Document:
[Haskell-cafe] Newbie Question on type constructors
Paul Hudak
paul.hudak at yale.edu
Mon Nov 1 11:44:24 EST 2004
Oh, I disagree with this point of view. Circle is certainly a value,
i.e. a full-fledged function, as Brian Beckman correctly surmised. The
Haskell designers did not decide "for convenience" that Circle is the
same as \x -> Circle x. Rather, that's a fundamental law (the eta law,
to be exact) of the lambda calculus, on which Haskell is based.
The real reason that the Haskell designers chose to have constructors
begin with a capital letter is to make pattern-matching clearer. For
example, if one writes (\Foo -> 42) it is clear that Foo is a
constructor, and this function will be an error when applied to anything
but Foo, whereas (\foo -> 42) will match anything. If the namespaces
were not separated in this way, then you wouldn't know whether "foo" was
a constructor or a formal parameter, without looking at your whole
program -- including imports -- to track down all "data" declarations.
I hope this helps,
-Paul
Ben Rudiak-Gould wrote:
> Brian Beckman wrote:
>
> >data Shape = Circle Float
> > | Square Float
> >
> >I read this something along the lines of "'Shape' is a type constructor,
> >for use in other type-defining expressions, and 'Circle' and 'Sqare' are
> >its two data constructors, which should be used like functions of type
> >'Float -> Shape'". Indeed, typing "Circle" at the Hugs prompt reveals
> >that Haskell has a "function" named "Circle" with type "Float -> Shape."

Your tasks:
**A)** Reproduce the entire dataset listing below, line for line, with no changes.
**B)** Write the next part of the mailing-list post on Haskell type constructors, starting after its final line.

Dataset records
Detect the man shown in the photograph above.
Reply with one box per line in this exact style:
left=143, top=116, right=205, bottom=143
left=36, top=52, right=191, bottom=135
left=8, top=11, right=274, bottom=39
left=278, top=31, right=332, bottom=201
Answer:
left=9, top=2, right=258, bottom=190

Results of the tasks:
**A)**
Detect the man shown in the photograph above.
Reply with one box per line in this exact style:
left=143, top=116, right=205, bottom=143
left=36, top=52, right=191, bottom=135
left=8, top=11, right=274, bottom=39
left=278, top=31, right=332, bottom=201
Answer:
left=9, top=2, right=258, bottom=190

**B)**
> >
> >However, I don't know of other circumstances where (1) I can declare
> >functions with capitalized names (Hugs groans about syntax errors if I
> >attempt the following:
> >
> >Circle2 :: Float -> Shape
> >Circle2 = Circle
> >
> >And (2) where the argument-types of a function can be declared on the
> >function's right-hand side.
>
> I remember being confused in a similar way by data constructors when I
> learned Haskell. You might find it easier to think of "Circle" and
> "Square" as part of the name of a value. "Circle 1.2" is one of the
> values in the type Shape, for example; it's not a function call which
> returns the value, it just *is* the value. Circle by itself doesn't
> really mean anything -- it's not a value of any type -- and Haskell
> could have been designed to make it a syntax error. But for convenience
> Haskell's designers decided to treat it as though it meant (\x -> Circle
> x).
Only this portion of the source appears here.